**Instructions**
1) Name each quality of God's nature that the passage about Jesus says he refers to.
2) Copy the stretch of the passage about Jesus from "Jesus declared himself" through "his contextual framework.".

In order to attempt this we first need to understand two things about the speaker, Yeshua of Nazareth, whose name we Anglicized as Jesus. First of all, while there is no evidence that he was formally trained as a Rabbi, Jesus clearly had a good handle on the sacred texts, quoting frequently and selectively from them to make his points. He is, from most of what we can extrapolate from all of these stories, at all times very intentional and consistent about his message, his context and his intent.

Jesus declared himself a “jubilee” messenger – referring to the Deuteronomic rule (Deut. 15:1-11) that every seventh of the seven year periods (that is, every 50th year) is to be a Jubilee year, marked by forgiving all debts, freeing all prisoners, caring for the poor, the widows and the children – using a reference to the same from the book of Isaiah (Is. 61:1-2). However, true to his philosophy, Jesus intentionally left out the last phrase of the passage dealing with vengeance. Jesus was very intentional. He never refers to the wrath or vengeance of God, but rather only refers to the healing, loving and forgiving nature of God. He used scriptures and events to teach a specific message, and that message is the second part of our understanding his contextual framework.

**Entries provided**
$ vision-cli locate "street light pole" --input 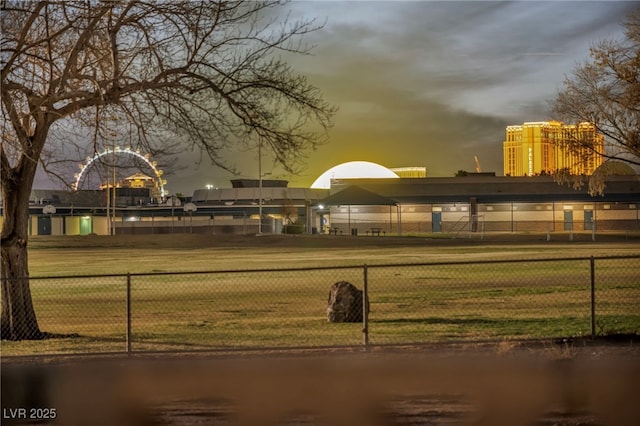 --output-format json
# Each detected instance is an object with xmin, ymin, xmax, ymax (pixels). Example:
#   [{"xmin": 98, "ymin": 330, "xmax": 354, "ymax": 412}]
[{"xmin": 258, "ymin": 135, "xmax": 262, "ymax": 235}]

---

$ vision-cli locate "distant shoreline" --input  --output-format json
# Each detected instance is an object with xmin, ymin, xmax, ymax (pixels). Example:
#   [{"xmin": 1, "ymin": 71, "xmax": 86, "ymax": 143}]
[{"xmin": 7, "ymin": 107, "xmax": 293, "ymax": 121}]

**Your written answers**
1) healing, loving, forgiving

2)
Jesus declared himself a “jubilee” messenger – referring to the Deuteronomic rule (Deut. 15:1-11) that every seventh of the seven year periods (that is, every 50th year) is to be a Jubilee year, marked by forgiving all debts, freeing all prisoners, caring for the poor, the widows and the children – using a reference to the same from the book of Isaiah (Is. 61:1-2). However, true to his philosophy, Jesus intentionally left out the last phrase of the passage dealing with vengeance. Jesus was very intentional. He never refers to the wrath or vengeance of God, but rather only refers to the healing, loving and forgiving nature of God. He used scriptures and events to teach a specific message, and that message is the second part of our understanding his contextual framework.